# [Work required]
Could you give all of these rows again with "every instance" switched to "each instance" wherever it occurs, leaving everything else unchanged?

══ Data for this task

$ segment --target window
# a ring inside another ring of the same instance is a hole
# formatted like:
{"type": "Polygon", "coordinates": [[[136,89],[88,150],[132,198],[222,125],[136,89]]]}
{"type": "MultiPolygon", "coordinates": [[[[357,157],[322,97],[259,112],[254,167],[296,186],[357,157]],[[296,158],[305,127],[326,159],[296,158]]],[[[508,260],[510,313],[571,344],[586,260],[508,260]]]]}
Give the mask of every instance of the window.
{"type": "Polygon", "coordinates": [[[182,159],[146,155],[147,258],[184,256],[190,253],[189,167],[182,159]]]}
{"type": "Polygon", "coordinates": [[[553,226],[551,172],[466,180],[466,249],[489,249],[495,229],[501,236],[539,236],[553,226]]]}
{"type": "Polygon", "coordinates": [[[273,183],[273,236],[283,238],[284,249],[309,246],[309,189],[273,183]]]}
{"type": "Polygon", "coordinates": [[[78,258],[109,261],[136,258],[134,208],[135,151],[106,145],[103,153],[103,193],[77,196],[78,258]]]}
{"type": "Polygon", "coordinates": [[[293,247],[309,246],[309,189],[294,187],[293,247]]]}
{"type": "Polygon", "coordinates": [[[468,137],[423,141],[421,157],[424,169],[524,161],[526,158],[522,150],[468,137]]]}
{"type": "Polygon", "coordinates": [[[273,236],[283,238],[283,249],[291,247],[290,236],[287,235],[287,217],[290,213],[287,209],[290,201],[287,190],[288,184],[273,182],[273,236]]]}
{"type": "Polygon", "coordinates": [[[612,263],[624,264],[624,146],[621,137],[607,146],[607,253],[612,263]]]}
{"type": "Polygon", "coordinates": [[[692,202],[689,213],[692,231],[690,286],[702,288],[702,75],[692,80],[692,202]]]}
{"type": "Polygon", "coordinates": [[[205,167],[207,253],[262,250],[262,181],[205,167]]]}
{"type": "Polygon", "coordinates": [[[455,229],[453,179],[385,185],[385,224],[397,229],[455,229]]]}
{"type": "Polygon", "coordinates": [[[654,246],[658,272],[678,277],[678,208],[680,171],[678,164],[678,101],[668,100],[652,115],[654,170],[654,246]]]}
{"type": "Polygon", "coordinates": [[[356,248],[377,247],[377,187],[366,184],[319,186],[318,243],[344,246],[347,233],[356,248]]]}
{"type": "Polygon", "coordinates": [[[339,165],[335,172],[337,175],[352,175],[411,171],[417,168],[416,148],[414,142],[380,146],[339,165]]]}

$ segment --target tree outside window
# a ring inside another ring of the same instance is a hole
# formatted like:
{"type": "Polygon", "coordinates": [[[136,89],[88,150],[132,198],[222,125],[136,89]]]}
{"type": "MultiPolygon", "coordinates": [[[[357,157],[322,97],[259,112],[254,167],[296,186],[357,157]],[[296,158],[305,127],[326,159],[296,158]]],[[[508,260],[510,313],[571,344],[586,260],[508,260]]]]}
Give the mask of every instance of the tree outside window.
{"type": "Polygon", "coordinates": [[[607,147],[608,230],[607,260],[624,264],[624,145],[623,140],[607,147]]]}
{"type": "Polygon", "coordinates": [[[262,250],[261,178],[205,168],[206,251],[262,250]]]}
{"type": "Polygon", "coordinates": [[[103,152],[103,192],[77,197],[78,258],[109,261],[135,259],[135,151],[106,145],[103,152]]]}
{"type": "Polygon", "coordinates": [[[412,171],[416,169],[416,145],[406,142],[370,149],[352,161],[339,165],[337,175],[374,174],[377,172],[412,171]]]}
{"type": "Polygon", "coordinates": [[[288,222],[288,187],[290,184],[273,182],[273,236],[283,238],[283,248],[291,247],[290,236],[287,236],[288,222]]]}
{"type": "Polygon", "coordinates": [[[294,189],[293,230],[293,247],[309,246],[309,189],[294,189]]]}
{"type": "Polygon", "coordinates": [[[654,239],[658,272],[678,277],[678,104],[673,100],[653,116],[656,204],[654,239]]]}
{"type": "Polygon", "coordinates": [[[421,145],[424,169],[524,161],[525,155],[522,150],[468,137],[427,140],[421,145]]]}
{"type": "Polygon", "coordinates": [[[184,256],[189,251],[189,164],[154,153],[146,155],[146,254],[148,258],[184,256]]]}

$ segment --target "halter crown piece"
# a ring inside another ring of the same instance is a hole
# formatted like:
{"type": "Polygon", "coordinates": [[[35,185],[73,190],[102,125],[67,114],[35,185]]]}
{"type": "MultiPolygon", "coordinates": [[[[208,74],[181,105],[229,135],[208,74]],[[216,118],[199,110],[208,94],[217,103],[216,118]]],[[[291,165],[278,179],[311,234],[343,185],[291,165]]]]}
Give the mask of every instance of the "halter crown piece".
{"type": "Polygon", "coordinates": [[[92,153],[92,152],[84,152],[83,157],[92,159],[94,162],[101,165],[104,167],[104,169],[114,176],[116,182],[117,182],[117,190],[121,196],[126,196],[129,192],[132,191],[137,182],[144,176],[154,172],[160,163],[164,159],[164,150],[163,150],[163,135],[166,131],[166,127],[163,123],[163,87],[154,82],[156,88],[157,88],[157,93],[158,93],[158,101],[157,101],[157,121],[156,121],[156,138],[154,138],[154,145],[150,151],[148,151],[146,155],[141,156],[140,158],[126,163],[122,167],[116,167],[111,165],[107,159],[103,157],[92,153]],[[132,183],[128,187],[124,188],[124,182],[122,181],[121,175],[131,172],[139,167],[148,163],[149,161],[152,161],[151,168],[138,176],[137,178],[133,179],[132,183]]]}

════

# [Output for this exercise]
$ segment --target window
# a ring inside another ring of the same instance is a hole
# formatted like:
{"type": "Polygon", "coordinates": [[[136,89],[88,150],[132,198],[222,125],[136,89]]]}
{"type": "MultiPolygon", "coordinates": [[[[357,157],[322,97],[259,112],[254,167],[296,186],[357,157]],[[296,158],[305,127],[326,159],[296,158]]],[[[508,260],[510,313],[571,344],[586,260],[508,260]]]]}
Give the mask of each instance of the window.
{"type": "Polygon", "coordinates": [[[182,159],[146,155],[147,258],[184,256],[190,253],[189,167],[182,159]]]}
{"type": "Polygon", "coordinates": [[[553,226],[551,172],[466,180],[466,249],[489,249],[495,229],[501,236],[539,236],[553,226]]]}
{"type": "Polygon", "coordinates": [[[273,183],[273,236],[283,238],[284,249],[309,246],[309,189],[273,183]]]}
{"type": "Polygon", "coordinates": [[[78,258],[109,261],[136,258],[134,208],[135,151],[106,145],[103,153],[103,193],[77,196],[78,258]]]}
{"type": "Polygon", "coordinates": [[[293,247],[309,246],[309,189],[294,187],[293,247]]]}
{"type": "Polygon", "coordinates": [[[468,137],[423,141],[421,157],[424,169],[524,161],[526,158],[522,150],[468,137]]]}
{"type": "Polygon", "coordinates": [[[273,236],[283,238],[283,249],[291,247],[290,236],[287,235],[287,217],[290,213],[287,209],[290,201],[287,190],[288,184],[273,182],[273,236]]]}
{"type": "Polygon", "coordinates": [[[612,263],[624,264],[624,146],[621,137],[607,146],[607,253],[612,263]]]}
{"type": "Polygon", "coordinates": [[[692,202],[689,213],[692,231],[690,286],[702,288],[702,75],[692,80],[692,202]]]}
{"type": "Polygon", "coordinates": [[[205,167],[207,253],[262,250],[262,181],[205,167]]]}
{"type": "Polygon", "coordinates": [[[455,229],[453,179],[385,185],[385,224],[397,229],[455,229]]]}
{"type": "Polygon", "coordinates": [[[654,246],[658,272],[678,277],[678,208],[680,171],[678,164],[678,101],[668,100],[652,115],[654,170],[654,246]]]}
{"type": "Polygon", "coordinates": [[[356,248],[377,247],[377,187],[366,184],[319,186],[318,243],[344,246],[347,233],[356,248]]]}
{"type": "Polygon", "coordinates": [[[339,165],[335,172],[337,175],[352,175],[411,171],[417,168],[416,148],[414,142],[380,146],[339,165]]]}

$ segment --target tree outside window
# a ring inside another ring of the same instance is a hole
# formatted like:
{"type": "Polygon", "coordinates": [[[136,89],[88,150],[132,198],[222,125],[136,89]]]}
{"type": "MultiPolygon", "coordinates": [[[[357,157],[322,97],[259,112],[254,167],[296,186],[357,157]],[[296,158],[305,127],[326,159],[296,158]]],[[[508,260],[510,313],[571,344],[586,260],[508,260]]]]}
Give the mask of each instance of the tree outside window.
{"type": "Polygon", "coordinates": [[[607,147],[608,230],[607,260],[624,264],[624,145],[623,140],[607,147]]]}
{"type": "Polygon", "coordinates": [[[262,250],[261,178],[205,168],[206,251],[262,250]]]}
{"type": "Polygon", "coordinates": [[[103,152],[103,192],[77,197],[78,258],[109,261],[135,259],[135,151],[106,145],[103,152]]]}
{"type": "Polygon", "coordinates": [[[412,171],[416,169],[416,145],[406,142],[370,149],[352,161],[339,165],[337,175],[374,174],[377,172],[412,171]]]}
{"type": "Polygon", "coordinates": [[[288,222],[288,187],[290,184],[273,182],[273,236],[283,238],[283,248],[291,247],[290,236],[287,236],[288,222]]]}
{"type": "Polygon", "coordinates": [[[294,189],[293,230],[293,247],[309,246],[309,189],[294,189]]]}
{"type": "Polygon", "coordinates": [[[654,239],[658,272],[678,277],[678,104],[673,100],[653,116],[656,204],[654,239]]]}
{"type": "Polygon", "coordinates": [[[421,145],[424,169],[524,161],[525,155],[522,150],[468,137],[427,140],[421,145]]]}
{"type": "Polygon", "coordinates": [[[184,256],[189,251],[189,164],[154,153],[146,155],[146,254],[148,258],[184,256]]]}

$ segment --target "halter crown piece"
# a ring inside another ring of the same instance is a hole
# formatted like:
{"type": "Polygon", "coordinates": [[[35,185],[73,190],[102,125],[67,114],[35,185]]]}
{"type": "MultiPolygon", "coordinates": [[[[208,74],[181,105],[229,135],[208,74]],[[216,118],[199,110],[208,94],[217,103],[216,118]]],[[[291,165],[278,179],[311,234],[343,185],[291,165]]]]}
Give the mask of each instance of the "halter crown piece".
{"type": "Polygon", "coordinates": [[[92,153],[92,152],[84,152],[83,157],[92,159],[94,162],[101,165],[104,167],[104,169],[114,176],[116,182],[117,182],[117,190],[121,196],[126,196],[129,192],[132,191],[137,182],[144,176],[154,172],[160,163],[164,159],[164,150],[163,150],[163,135],[166,131],[166,127],[163,123],[163,87],[154,82],[156,88],[157,88],[157,93],[158,93],[158,101],[157,101],[157,121],[156,121],[156,138],[154,138],[154,145],[150,151],[148,151],[146,155],[141,156],[140,158],[126,163],[122,167],[116,167],[111,165],[107,159],[103,157],[92,153]],[[132,183],[128,187],[124,188],[124,182],[122,181],[121,175],[131,172],[139,167],[148,163],[149,161],[152,161],[151,168],[138,176],[137,178],[133,179],[132,183]]]}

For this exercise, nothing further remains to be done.